Source records:

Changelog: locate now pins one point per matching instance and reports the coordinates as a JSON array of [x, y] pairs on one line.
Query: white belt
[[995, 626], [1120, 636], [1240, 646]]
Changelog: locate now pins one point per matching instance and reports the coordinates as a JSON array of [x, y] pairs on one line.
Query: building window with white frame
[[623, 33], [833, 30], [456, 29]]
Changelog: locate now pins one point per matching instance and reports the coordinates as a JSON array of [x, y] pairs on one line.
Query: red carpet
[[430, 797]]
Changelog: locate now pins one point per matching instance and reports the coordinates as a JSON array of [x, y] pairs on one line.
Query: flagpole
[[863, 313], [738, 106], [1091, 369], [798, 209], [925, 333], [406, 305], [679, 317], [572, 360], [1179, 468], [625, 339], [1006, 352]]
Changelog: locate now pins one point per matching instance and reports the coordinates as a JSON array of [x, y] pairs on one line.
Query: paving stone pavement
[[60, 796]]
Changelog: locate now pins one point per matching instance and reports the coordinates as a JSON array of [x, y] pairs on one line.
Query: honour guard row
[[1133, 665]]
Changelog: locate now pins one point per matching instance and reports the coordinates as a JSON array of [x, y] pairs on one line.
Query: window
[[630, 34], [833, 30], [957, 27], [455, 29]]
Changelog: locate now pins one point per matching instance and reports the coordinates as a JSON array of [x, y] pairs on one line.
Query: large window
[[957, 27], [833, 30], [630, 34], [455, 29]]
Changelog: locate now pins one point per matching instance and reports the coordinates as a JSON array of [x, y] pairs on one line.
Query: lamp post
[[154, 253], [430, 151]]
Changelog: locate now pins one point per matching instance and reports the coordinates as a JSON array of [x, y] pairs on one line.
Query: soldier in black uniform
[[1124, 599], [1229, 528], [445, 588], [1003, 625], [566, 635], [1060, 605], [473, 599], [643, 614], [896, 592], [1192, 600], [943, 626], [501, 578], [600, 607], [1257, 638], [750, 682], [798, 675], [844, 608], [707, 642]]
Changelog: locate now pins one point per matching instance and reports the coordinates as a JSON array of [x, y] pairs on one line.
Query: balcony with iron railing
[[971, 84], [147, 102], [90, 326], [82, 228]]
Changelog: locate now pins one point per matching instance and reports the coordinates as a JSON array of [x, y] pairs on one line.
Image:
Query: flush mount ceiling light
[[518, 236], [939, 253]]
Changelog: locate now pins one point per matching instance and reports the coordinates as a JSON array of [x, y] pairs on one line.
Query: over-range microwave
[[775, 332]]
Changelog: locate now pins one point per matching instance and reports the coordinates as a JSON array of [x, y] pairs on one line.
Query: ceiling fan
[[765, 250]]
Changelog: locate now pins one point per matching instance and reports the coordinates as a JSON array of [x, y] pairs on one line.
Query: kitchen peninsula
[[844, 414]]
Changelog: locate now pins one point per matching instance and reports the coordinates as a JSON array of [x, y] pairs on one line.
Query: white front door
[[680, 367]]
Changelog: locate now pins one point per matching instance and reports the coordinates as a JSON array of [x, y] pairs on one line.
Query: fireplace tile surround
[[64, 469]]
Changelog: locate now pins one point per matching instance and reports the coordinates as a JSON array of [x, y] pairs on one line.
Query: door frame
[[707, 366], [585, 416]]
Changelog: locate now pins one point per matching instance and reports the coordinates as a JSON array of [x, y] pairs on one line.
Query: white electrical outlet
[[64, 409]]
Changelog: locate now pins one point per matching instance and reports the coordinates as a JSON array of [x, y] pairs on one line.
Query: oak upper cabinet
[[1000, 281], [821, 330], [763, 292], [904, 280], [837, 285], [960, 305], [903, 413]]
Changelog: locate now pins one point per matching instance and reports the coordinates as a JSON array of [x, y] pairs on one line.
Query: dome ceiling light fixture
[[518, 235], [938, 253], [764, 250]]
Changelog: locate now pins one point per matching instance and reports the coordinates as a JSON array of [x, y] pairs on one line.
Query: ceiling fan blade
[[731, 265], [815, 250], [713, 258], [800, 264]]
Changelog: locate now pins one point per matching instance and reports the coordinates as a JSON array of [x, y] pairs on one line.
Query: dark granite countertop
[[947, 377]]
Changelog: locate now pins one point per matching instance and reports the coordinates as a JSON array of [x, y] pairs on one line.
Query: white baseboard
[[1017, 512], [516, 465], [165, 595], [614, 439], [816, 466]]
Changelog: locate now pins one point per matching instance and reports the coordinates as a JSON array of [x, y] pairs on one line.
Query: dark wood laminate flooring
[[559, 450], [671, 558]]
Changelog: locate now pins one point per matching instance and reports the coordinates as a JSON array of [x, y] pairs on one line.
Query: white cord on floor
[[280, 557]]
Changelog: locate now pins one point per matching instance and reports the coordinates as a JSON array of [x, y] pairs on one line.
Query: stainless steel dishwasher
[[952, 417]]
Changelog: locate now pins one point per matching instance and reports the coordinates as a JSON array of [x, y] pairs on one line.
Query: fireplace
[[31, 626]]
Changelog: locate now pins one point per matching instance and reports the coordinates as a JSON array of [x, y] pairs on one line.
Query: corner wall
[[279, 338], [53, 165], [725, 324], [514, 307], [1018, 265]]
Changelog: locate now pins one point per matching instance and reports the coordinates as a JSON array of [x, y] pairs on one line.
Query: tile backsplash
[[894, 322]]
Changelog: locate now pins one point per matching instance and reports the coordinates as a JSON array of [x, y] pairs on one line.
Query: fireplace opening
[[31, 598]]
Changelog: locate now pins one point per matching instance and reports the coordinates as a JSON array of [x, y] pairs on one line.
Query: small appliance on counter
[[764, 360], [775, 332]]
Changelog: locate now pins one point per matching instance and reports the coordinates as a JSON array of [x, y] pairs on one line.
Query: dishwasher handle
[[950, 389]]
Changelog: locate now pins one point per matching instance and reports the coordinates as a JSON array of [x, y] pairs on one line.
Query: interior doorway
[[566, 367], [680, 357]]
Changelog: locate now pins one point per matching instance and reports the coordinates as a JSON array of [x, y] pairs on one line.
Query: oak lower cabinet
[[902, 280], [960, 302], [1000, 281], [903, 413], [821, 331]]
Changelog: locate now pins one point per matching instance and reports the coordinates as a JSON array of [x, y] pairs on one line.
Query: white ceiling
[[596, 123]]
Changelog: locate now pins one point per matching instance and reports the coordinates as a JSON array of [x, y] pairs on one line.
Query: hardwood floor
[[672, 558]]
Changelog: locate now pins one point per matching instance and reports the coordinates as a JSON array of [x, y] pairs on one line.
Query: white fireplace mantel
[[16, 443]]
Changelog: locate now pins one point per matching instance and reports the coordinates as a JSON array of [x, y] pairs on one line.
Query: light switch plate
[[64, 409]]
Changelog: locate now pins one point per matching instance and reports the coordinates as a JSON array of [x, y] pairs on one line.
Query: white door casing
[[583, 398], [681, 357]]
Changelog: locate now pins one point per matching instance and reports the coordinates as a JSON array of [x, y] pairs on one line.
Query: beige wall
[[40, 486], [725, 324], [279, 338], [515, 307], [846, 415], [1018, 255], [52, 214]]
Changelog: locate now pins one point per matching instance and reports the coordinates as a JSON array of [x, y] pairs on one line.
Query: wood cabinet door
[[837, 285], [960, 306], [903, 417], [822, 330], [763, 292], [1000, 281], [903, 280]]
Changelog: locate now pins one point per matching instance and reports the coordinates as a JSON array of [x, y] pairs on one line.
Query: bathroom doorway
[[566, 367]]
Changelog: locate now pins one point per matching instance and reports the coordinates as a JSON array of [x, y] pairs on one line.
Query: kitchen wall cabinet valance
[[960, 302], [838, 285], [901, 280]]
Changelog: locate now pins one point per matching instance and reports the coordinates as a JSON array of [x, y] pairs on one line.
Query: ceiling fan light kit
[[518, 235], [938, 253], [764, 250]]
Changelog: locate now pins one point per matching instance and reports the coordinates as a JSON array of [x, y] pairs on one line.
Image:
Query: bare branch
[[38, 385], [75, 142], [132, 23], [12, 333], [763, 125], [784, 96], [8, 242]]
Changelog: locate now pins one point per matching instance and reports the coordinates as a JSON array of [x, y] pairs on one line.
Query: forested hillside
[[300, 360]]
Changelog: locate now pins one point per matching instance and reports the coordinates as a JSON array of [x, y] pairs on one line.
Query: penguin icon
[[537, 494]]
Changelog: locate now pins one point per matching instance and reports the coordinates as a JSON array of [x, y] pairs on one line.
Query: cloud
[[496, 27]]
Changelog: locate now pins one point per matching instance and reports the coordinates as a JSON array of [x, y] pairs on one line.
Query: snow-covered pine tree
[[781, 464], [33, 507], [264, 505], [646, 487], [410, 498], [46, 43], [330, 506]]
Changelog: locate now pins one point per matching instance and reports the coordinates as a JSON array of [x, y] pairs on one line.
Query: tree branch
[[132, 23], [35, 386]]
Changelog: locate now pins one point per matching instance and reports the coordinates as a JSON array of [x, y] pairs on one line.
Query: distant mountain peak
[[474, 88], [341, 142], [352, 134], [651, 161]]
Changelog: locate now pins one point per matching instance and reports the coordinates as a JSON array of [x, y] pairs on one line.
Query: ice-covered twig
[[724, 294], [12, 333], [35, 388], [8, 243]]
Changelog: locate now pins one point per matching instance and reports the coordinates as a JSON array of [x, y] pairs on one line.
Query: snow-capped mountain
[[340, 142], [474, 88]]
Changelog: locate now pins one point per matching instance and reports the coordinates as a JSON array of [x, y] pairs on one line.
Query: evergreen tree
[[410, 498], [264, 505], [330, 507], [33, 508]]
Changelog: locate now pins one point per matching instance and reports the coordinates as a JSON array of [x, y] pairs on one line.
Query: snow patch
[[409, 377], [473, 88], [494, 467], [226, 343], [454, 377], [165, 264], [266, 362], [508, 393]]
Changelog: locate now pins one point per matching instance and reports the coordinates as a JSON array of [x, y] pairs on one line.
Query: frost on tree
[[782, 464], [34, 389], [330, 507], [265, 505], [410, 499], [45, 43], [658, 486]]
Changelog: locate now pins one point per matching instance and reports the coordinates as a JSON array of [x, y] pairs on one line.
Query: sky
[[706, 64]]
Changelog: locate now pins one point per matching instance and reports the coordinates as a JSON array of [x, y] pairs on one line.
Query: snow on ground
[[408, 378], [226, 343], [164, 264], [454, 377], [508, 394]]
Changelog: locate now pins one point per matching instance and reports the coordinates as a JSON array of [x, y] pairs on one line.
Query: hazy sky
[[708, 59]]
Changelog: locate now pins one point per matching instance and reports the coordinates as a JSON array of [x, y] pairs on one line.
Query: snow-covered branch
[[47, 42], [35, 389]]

(Task prompt) Starting from the line that contains "Query: hazy sky", transcribe each line to the end of the records above. Please add nothing.

(Solution to the problem)
Query: hazy sky
[[708, 59]]
Changelog: locate now pins one point per matching instance and reports the coordinates as a JSON array of [x, y] pairs on one line.
Query: snow-covered branch
[[47, 42], [35, 389]]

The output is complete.